Could you write out every one of the items below character for character, leaving out the pictures?

** Begin **

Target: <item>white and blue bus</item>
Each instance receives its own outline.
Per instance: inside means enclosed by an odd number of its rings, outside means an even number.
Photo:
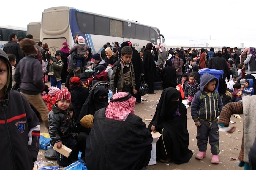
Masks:
[[[107,42],[113,44],[130,41],[138,50],[149,42],[157,44],[161,37],[164,41],[157,28],[67,7],[44,10],[41,28],[41,41],[47,43],[54,54],[62,47],[63,41],[67,41],[69,47],[73,46],[77,34],[84,38],[93,54],[100,52]]]
[[[29,22],[27,26],[27,34],[32,35],[33,40],[38,43],[40,41],[41,30],[41,22]]]
[[[0,48],[2,49],[4,45],[9,41],[9,35],[12,33],[16,34],[18,38],[20,37],[25,38],[27,35],[27,30],[24,28],[0,25]]]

** End **

- EXERCISE RESPONSE
Target: <item>white and blue bus</item>
Each instance receives its own outline.
Per instance: inside means enclosed by an odd number of its rings, outside means an even number.
Photo:
Masks:
[[[107,42],[113,44],[130,41],[138,50],[149,42],[157,44],[161,37],[164,41],[157,28],[67,7],[44,10],[41,28],[41,41],[47,43],[54,54],[62,47],[63,41],[67,41],[69,47],[73,46],[77,34],[84,38],[93,54],[100,52]]]
[[[29,22],[27,26],[27,34],[32,35],[33,40],[38,43],[40,41],[41,30],[41,22]]]
[[[0,48],[2,49],[4,45],[9,41],[9,35],[12,33],[16,34],[18,38],[20,37],[25,38],[27,35],[27,30],[24,28],[0,25]]]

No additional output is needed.